## Page text
# Face chart Help Please ;)



## heatherbear03 (Jan 9, 2008)

Hi Ladies..ok, does anyone know how to get "erase" lines on a face chart to make the lips a smaller shape?  One of the example face charts that was sent to our counter has a smaller shape lip....so we were trying to figure out how to do that ourselves..white out turns out too grey on the paper?? Any ideas....

And any other face chart insider tricks would be so great...I am just learning! 
	

	
	
		
		

		
			




Thanks Ladies!


----------



## MisStarrlight (Jan 10, 2008)

We used to use white-out pens...if regular white out is turning gray, try the "bright white" color


----------



## chocolategoddes (Jan 11, 2008)

why would you do that?


----------



## heatherbear03 (Jan 11, 2008)

I don't know...it's just fun to change things up! 
	

	
	
		
		

		
		
	


	




  LOL! We just happened to  notice that the lips on one of the N collection looks had more narrow lips so we thought we would try it! 
	

	
	
		
		

		
		
	


	




  I'm going to get one of the bright white pens! thanks for the info!


----------



## cthea (Feb 10, 2008)

I do a lot of painting and block printing. When a mistake has dried, I use a razor blade/ exacto knife to scratch off the offending mark. It mars the fibers of the paper, but gets rid of the junk.


----------



## Ruby_Woo (Mar 27, 2009)

Yeah we do white out pens as well at work.


----------

## What to produce
Please repeat the face chart thread word for word, starting at "# Face chart" and ending at "am just learning!".

Stored data entries

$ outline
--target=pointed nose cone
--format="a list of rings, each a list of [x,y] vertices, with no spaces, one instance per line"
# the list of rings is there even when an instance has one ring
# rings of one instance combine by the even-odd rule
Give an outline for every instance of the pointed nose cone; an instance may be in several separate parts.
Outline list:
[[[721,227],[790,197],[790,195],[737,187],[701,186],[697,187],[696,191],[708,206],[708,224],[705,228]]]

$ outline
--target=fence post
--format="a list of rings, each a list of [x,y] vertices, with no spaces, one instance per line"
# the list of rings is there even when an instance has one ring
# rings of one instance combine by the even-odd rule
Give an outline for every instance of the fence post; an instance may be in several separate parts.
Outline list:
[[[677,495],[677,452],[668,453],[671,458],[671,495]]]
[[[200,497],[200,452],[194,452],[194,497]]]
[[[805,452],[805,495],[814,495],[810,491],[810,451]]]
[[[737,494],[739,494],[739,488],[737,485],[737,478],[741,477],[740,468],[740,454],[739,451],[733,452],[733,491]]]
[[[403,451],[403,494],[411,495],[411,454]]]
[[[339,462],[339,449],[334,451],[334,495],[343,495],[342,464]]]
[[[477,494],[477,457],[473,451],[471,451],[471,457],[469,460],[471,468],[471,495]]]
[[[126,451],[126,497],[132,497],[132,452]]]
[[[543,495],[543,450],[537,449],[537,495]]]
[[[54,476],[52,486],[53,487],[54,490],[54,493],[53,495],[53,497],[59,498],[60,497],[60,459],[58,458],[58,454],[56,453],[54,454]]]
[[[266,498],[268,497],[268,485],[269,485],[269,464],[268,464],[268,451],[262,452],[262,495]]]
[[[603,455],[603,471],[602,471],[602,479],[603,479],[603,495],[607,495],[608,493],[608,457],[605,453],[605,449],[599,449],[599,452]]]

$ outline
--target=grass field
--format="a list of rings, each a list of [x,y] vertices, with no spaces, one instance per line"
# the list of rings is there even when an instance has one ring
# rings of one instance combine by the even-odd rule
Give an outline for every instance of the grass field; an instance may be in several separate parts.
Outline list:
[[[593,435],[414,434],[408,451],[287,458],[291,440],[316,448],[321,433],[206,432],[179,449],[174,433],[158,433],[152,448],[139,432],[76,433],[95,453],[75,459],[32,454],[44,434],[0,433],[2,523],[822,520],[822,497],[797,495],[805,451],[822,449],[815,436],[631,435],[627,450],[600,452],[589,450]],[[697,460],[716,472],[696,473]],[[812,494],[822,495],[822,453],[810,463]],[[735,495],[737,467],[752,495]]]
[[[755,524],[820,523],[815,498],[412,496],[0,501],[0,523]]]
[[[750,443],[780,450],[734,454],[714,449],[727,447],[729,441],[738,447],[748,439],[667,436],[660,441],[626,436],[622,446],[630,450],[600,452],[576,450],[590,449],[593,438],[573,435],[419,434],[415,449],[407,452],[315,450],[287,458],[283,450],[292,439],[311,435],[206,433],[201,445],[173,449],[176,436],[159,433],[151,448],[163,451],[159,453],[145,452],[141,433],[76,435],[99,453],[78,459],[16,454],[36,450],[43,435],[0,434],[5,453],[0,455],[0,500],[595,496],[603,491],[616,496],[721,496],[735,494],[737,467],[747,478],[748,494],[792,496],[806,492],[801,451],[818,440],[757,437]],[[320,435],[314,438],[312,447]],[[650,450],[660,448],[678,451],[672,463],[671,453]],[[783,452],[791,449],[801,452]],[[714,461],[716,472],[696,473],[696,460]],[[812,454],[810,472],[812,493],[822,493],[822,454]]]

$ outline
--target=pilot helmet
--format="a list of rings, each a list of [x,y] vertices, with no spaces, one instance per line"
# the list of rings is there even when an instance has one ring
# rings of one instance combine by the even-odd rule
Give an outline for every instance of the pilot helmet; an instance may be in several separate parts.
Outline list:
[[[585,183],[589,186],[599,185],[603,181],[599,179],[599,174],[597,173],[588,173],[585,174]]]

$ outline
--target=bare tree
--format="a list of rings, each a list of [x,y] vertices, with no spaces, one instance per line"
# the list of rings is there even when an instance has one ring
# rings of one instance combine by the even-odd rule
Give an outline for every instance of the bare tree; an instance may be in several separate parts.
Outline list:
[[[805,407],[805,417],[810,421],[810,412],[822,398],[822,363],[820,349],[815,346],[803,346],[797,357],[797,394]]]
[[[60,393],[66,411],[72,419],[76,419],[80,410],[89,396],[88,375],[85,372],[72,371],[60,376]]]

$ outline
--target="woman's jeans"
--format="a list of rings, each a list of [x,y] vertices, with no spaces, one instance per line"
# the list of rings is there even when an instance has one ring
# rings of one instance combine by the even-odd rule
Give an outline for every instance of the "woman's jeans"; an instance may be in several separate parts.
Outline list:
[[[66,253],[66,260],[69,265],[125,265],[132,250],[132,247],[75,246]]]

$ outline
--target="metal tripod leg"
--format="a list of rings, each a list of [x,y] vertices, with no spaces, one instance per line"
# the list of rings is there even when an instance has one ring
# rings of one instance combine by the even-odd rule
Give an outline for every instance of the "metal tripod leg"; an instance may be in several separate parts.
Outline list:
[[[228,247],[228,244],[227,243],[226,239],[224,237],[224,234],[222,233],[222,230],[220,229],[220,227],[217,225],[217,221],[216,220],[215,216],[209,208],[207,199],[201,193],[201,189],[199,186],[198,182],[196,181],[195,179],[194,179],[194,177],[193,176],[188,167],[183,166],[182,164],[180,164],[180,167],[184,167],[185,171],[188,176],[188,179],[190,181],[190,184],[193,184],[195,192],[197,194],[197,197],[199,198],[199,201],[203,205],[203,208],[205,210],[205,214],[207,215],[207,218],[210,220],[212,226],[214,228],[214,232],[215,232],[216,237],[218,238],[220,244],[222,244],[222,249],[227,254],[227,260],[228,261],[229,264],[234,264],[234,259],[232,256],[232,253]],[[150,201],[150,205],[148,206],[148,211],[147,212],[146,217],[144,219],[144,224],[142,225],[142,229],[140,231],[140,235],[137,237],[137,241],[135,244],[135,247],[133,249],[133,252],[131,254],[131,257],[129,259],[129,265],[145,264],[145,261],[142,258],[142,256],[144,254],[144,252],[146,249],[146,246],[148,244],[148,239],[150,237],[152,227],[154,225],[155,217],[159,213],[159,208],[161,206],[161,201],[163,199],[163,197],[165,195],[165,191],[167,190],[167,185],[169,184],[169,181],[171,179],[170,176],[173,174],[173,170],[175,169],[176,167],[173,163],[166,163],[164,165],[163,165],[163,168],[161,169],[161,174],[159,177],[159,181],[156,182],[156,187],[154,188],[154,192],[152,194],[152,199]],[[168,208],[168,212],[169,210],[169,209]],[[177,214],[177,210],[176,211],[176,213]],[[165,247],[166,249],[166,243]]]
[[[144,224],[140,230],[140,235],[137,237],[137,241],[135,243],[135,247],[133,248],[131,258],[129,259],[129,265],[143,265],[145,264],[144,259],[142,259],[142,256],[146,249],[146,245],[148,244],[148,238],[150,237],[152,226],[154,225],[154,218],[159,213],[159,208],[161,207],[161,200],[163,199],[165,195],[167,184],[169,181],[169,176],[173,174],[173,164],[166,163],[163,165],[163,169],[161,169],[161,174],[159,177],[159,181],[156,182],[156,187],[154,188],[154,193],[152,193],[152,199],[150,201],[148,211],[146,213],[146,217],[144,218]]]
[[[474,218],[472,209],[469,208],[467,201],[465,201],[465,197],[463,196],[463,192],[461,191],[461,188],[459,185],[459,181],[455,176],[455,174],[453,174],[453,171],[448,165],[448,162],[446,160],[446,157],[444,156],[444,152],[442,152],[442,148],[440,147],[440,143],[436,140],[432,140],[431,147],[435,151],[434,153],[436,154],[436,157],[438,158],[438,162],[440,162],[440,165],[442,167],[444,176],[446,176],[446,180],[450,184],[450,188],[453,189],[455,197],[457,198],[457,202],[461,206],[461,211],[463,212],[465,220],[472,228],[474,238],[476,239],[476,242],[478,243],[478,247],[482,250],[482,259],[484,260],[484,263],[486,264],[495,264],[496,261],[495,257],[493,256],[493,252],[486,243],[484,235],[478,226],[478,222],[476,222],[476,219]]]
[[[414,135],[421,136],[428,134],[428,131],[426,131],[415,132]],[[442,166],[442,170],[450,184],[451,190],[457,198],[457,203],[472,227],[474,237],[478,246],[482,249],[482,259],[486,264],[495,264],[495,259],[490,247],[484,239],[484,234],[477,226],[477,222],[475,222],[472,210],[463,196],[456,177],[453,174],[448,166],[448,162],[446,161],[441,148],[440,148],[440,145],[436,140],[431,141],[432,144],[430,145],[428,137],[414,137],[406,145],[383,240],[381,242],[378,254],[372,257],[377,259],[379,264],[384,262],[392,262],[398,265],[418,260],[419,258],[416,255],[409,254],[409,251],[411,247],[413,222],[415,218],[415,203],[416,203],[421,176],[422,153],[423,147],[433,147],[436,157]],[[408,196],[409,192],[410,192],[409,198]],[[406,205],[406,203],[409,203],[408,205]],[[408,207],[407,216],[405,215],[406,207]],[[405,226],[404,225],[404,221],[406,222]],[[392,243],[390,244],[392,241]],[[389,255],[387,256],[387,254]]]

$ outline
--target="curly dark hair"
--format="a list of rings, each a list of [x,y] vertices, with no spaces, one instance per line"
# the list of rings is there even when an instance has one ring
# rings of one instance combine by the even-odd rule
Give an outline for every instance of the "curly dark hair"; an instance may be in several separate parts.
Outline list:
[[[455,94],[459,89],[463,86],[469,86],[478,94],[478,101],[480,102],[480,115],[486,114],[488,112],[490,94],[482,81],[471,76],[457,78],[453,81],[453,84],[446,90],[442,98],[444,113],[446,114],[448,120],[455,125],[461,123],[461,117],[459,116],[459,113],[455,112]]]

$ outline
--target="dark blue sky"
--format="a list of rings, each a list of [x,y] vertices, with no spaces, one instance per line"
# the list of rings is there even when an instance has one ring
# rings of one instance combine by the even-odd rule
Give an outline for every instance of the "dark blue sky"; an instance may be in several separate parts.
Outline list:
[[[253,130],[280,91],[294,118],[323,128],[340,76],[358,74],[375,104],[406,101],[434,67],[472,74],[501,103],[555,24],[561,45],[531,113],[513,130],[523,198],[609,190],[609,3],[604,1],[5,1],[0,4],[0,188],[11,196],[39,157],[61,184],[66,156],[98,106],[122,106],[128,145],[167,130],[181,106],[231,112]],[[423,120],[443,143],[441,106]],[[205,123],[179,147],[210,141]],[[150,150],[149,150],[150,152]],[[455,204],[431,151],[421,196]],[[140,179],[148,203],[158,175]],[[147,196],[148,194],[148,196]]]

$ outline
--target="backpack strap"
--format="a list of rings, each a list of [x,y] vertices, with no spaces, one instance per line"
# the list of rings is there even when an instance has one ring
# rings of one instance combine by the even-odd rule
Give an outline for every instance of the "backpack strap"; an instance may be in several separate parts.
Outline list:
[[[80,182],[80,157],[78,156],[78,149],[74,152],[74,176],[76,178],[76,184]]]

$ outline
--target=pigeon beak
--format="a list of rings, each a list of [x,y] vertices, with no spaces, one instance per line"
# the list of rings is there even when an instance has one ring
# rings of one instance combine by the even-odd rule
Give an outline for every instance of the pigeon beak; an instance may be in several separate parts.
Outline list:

## Reply to the exercise
# Face chart Help Please ;)



## heatherbear03 (Jan 9, 2008)

Hi Ladies..ok, does anyone know how to get "erase" lines on a face chart to make the lips a smaller shape?  One of the example face charts that was sent to our counter has a smaller shape lip....so we were trying to figure out how to do that ourselves..white out turns out too grey on the paper?? Any ideas....

And any other face chart insider tricks would be so great...I am just learning!